-- Task item --
Please report every line in the entries that contains the string "fixture".

Records from a data collection:
BEGIN

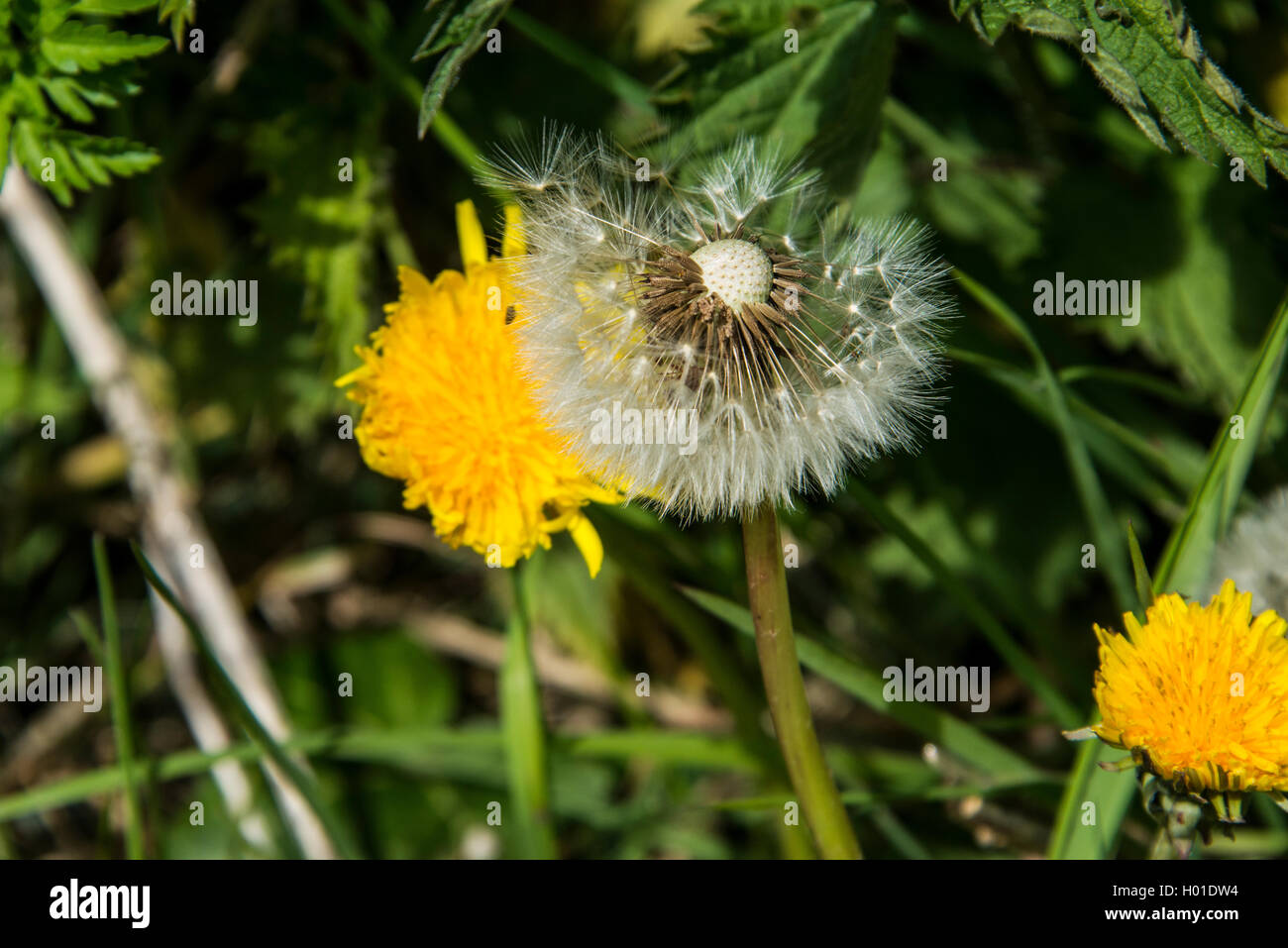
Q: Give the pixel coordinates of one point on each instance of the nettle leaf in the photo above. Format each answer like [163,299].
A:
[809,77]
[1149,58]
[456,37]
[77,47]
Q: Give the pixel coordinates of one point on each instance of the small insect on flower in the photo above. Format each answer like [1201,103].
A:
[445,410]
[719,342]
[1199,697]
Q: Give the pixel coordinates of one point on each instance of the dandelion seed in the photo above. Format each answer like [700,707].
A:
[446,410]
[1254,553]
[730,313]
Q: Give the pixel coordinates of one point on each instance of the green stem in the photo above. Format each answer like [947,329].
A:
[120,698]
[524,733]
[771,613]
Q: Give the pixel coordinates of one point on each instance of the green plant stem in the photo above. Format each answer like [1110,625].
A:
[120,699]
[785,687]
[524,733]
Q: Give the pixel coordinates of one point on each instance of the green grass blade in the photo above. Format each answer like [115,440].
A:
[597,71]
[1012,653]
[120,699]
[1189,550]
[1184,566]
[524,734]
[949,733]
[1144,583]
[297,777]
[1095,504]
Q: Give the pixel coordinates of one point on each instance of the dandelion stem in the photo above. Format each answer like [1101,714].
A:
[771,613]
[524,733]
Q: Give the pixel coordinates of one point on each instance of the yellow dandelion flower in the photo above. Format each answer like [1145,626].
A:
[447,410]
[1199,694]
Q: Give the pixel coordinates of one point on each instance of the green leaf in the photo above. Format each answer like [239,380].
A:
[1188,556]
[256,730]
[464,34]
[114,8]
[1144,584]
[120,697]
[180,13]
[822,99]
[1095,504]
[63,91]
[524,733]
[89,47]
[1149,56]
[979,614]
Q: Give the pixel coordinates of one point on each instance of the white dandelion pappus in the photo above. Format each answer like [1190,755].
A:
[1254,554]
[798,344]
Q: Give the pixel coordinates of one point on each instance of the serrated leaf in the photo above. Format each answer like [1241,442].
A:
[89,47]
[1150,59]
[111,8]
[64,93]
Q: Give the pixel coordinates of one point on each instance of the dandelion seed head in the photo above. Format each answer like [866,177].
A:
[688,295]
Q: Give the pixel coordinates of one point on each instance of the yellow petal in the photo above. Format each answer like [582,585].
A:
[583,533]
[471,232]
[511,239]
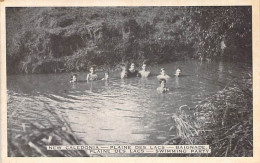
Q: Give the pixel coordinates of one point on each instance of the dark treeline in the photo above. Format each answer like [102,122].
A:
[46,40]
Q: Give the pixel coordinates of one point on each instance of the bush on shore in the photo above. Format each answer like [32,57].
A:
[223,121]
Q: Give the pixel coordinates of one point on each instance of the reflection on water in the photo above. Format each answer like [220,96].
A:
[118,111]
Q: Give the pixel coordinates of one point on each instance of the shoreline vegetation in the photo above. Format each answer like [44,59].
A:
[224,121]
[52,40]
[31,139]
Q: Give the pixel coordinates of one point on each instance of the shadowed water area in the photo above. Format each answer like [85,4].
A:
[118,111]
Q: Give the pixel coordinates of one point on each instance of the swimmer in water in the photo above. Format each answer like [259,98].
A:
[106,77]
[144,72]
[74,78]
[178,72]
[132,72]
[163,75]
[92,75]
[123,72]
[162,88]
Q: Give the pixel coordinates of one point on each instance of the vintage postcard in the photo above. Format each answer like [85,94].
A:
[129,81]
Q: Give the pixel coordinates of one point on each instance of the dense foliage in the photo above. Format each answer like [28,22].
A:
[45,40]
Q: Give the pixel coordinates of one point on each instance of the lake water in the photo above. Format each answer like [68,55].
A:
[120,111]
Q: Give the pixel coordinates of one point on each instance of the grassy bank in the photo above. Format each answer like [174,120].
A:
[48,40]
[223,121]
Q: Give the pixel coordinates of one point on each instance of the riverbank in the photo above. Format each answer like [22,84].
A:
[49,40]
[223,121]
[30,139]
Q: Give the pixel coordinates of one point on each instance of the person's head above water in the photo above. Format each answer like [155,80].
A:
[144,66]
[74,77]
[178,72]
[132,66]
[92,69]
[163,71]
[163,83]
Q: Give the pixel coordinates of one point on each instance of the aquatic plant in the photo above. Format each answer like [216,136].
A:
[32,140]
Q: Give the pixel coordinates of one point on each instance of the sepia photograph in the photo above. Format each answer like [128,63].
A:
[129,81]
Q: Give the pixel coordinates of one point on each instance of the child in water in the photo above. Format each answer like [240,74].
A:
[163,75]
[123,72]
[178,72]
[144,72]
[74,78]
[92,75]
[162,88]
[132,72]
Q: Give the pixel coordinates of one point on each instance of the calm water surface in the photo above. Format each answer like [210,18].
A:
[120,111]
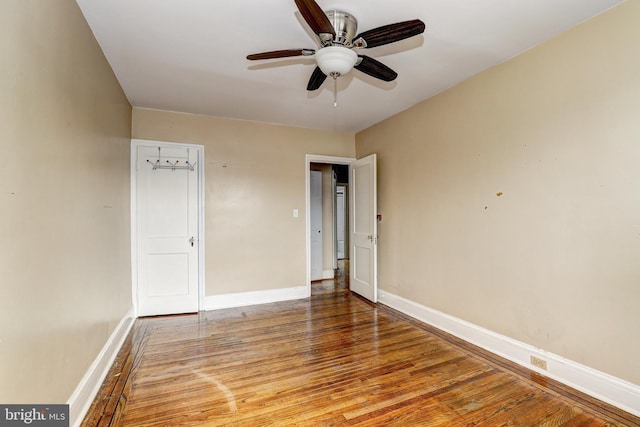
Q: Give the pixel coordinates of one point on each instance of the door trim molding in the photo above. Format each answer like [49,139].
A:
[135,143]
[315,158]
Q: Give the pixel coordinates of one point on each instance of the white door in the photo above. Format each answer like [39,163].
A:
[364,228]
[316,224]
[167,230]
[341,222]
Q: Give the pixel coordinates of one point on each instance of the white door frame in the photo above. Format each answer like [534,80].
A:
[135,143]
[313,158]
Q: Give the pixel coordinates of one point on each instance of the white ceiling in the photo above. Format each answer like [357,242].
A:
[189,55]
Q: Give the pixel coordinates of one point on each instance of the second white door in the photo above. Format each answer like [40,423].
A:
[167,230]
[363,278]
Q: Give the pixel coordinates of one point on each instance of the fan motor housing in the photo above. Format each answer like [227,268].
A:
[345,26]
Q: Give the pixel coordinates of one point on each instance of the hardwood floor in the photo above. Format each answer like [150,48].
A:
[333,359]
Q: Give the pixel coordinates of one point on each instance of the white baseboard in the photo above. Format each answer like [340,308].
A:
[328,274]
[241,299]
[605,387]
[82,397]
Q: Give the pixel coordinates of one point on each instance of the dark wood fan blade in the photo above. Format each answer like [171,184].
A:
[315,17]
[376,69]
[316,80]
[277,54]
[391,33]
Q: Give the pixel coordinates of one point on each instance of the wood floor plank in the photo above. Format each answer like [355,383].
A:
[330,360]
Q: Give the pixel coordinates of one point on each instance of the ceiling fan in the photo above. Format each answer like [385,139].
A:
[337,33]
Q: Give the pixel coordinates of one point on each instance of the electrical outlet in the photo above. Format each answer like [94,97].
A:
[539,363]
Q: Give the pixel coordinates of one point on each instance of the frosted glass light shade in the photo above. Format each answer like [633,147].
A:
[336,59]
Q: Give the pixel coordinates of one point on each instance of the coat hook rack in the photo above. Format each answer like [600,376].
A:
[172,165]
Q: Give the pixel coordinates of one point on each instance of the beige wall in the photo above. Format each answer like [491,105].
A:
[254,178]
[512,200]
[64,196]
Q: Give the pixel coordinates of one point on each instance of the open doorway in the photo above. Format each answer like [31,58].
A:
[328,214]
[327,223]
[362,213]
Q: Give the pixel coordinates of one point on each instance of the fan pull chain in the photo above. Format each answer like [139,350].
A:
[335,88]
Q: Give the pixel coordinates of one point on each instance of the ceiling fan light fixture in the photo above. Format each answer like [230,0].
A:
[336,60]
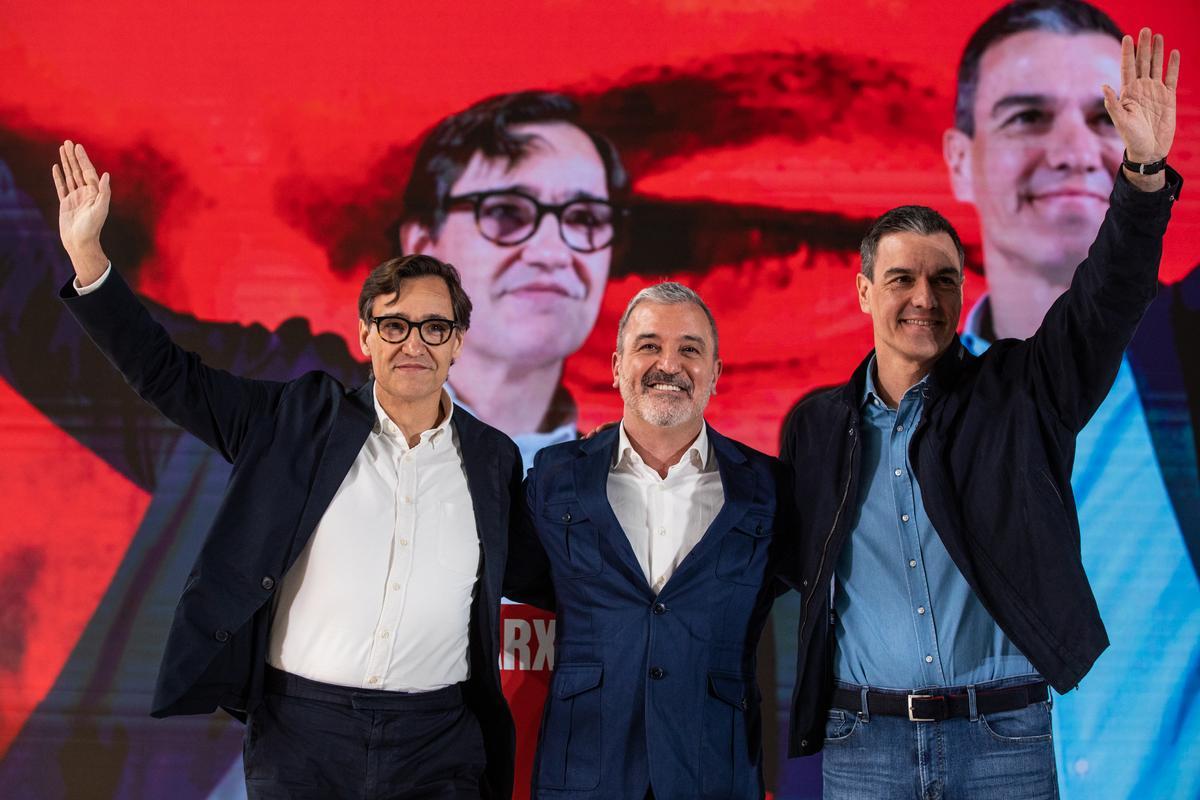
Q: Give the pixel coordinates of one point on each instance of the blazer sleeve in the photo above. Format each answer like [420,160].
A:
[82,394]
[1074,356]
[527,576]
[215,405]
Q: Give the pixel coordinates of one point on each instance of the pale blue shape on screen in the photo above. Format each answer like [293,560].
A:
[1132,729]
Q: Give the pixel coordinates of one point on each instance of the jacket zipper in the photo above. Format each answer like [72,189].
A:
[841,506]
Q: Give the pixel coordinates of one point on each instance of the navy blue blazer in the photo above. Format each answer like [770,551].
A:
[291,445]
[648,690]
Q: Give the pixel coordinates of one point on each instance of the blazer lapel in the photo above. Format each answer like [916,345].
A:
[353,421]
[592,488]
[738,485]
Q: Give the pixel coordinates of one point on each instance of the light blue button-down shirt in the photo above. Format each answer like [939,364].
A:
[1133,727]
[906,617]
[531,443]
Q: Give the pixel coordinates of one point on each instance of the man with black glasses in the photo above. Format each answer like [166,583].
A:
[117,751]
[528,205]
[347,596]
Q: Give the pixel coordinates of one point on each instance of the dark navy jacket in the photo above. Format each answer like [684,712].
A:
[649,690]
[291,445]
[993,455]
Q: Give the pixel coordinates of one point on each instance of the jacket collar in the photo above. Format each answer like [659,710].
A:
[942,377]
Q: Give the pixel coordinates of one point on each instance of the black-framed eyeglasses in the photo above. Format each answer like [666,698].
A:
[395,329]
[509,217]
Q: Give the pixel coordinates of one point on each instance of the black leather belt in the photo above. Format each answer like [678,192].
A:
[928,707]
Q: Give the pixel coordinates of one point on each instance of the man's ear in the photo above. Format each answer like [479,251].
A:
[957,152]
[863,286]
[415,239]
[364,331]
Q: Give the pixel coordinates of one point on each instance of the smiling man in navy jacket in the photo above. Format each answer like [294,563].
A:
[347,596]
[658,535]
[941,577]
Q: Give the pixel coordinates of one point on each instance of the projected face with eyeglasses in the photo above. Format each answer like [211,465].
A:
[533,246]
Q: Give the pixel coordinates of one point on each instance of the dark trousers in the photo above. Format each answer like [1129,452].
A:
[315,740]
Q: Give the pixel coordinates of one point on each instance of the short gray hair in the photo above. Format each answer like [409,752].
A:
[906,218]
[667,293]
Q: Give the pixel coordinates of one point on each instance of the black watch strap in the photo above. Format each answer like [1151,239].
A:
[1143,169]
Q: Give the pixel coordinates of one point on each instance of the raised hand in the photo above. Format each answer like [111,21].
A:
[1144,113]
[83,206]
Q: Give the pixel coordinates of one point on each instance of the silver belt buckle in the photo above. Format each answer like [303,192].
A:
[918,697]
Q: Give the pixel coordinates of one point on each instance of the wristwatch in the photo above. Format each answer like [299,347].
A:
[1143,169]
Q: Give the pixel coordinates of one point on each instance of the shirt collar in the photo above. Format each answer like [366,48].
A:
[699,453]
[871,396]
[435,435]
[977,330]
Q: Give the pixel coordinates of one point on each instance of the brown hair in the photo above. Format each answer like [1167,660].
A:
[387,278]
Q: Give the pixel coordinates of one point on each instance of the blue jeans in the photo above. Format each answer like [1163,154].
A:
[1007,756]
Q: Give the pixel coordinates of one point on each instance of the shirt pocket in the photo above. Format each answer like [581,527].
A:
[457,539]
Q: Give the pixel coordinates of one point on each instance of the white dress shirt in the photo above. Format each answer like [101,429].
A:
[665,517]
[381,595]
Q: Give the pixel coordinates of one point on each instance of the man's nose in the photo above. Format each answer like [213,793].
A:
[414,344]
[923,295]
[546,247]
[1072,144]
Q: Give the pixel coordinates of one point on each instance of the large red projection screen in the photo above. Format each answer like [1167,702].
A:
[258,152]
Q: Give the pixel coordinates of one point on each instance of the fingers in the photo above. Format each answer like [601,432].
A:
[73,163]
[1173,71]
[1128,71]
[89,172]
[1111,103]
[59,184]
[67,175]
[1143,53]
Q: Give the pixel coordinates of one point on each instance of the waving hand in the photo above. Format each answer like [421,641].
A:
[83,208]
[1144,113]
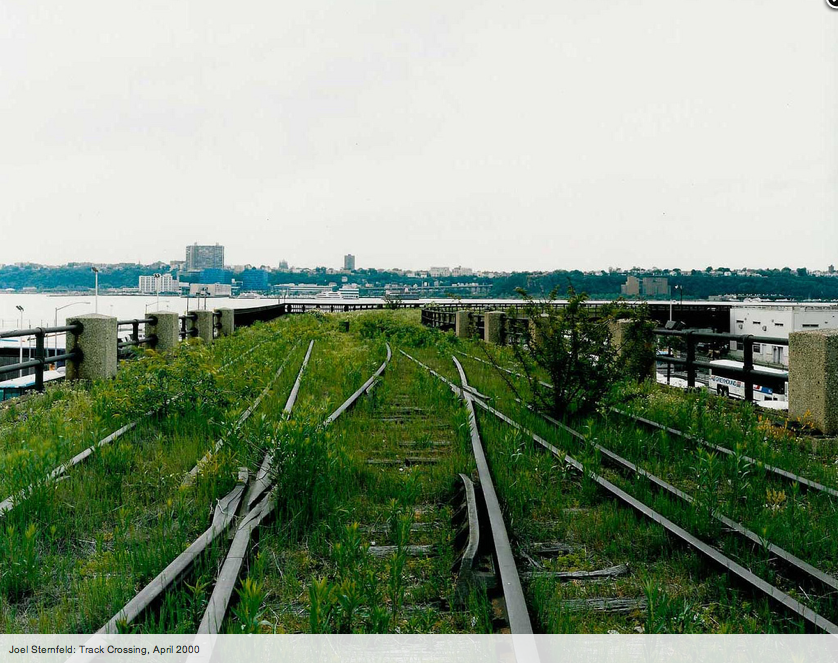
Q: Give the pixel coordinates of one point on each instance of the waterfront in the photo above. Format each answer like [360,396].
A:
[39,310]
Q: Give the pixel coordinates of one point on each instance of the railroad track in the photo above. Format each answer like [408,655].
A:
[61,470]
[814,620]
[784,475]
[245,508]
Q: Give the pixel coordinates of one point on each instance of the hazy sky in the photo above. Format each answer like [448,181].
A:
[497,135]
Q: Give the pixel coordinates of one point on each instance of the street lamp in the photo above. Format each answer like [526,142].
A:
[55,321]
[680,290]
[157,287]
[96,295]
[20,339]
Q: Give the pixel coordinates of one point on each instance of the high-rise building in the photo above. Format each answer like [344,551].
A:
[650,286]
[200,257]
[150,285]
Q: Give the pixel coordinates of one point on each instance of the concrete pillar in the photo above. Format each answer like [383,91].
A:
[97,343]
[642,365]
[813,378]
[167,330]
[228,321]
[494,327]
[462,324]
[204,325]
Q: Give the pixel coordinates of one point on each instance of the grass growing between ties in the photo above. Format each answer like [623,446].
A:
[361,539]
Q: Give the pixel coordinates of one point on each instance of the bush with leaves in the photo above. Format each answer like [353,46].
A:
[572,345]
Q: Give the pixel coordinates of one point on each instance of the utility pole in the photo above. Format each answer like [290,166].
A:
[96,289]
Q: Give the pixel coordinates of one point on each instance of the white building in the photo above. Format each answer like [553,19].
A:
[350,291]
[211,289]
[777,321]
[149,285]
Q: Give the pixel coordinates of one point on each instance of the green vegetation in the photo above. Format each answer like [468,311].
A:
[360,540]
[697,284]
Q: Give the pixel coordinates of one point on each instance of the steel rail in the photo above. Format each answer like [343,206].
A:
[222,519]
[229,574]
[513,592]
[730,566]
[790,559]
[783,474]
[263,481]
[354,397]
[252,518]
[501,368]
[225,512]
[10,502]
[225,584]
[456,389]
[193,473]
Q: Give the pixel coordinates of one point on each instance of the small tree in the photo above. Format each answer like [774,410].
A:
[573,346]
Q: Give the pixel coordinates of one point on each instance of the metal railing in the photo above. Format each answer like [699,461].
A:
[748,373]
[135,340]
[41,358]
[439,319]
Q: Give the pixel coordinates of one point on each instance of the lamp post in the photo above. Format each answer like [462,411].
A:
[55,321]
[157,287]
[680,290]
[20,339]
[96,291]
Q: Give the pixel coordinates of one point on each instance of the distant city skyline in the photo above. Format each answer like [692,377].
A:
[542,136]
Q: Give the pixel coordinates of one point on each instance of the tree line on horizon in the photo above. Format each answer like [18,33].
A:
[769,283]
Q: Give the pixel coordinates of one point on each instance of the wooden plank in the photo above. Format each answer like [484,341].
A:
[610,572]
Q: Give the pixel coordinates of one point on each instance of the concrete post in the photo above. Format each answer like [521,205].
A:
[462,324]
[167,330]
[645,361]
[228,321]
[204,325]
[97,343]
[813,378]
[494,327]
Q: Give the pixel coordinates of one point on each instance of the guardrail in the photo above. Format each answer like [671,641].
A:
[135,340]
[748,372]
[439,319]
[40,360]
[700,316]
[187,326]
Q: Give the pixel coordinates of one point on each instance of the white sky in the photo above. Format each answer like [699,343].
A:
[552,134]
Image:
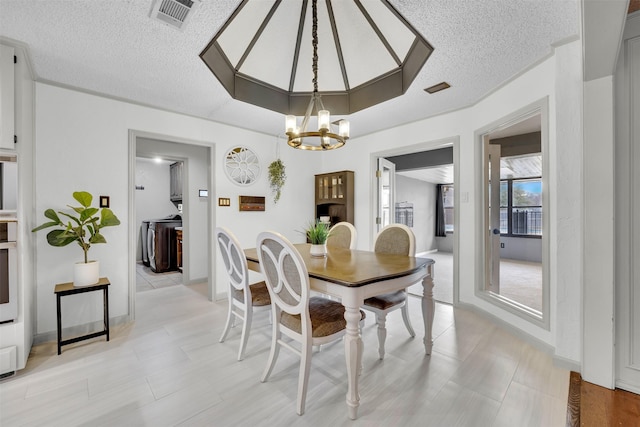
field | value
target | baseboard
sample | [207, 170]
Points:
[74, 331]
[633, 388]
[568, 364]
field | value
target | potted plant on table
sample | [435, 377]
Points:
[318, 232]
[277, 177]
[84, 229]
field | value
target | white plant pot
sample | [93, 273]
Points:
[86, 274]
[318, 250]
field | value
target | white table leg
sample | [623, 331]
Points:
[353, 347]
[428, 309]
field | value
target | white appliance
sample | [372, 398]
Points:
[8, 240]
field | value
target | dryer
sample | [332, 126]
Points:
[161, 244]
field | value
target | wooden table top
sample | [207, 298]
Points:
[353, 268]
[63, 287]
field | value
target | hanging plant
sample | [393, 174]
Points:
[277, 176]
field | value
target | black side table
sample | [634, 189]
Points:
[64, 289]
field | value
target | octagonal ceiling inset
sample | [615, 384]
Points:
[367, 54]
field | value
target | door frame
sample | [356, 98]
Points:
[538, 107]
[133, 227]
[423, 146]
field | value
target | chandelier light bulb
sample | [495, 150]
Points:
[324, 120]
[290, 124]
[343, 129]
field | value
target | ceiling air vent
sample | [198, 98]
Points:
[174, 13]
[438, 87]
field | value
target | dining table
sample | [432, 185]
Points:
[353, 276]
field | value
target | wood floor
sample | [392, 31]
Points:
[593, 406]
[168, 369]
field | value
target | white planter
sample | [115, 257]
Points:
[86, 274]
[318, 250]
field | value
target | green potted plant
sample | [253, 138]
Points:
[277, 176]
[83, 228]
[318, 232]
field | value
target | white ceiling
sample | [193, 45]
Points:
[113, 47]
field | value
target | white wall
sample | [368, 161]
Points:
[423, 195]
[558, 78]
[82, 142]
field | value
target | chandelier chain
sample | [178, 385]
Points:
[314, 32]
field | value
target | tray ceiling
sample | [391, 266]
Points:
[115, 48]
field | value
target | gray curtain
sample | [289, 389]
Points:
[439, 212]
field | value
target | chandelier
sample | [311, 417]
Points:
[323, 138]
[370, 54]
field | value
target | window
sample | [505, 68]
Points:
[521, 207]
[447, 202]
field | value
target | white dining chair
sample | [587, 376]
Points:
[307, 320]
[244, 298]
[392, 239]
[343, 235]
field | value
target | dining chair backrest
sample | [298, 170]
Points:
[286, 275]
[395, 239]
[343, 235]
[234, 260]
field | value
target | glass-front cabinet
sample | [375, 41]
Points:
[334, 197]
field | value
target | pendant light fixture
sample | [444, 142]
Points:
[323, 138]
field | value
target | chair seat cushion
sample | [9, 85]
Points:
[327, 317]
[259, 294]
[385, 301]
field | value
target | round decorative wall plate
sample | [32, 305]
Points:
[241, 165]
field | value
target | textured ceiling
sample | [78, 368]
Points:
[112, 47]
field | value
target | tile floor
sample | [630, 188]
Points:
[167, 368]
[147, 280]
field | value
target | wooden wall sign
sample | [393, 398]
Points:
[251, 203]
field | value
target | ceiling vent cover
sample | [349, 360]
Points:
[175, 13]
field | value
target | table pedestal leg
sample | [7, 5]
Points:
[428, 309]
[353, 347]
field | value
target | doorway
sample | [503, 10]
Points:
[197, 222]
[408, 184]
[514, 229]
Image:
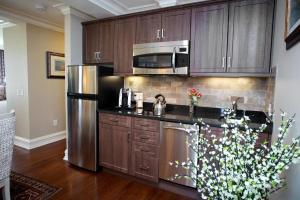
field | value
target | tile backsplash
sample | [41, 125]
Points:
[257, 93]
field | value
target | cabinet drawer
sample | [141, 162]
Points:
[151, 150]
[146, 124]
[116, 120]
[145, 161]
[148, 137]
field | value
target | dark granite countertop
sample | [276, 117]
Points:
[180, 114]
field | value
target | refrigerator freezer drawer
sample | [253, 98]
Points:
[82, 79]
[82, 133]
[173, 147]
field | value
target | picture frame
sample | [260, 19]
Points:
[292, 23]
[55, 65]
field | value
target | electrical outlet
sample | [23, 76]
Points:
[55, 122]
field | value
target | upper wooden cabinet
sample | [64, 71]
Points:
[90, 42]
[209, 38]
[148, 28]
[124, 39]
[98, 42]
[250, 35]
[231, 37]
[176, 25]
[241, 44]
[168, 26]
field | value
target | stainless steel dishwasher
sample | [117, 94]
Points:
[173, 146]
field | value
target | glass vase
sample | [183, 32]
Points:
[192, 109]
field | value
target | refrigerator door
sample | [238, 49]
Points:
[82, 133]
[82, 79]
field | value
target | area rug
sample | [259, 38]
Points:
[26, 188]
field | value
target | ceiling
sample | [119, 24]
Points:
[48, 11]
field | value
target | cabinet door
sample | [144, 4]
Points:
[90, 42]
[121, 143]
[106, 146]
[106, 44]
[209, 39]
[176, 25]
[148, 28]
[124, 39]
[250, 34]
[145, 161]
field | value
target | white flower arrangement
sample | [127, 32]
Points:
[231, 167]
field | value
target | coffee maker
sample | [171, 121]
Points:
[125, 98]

END

-- Task result --
Q: Give the pixel coordinates of one point on each instance of the ceiling fan light fixture in the photo above. Format each answer like [230,0].
target | pendant light fixture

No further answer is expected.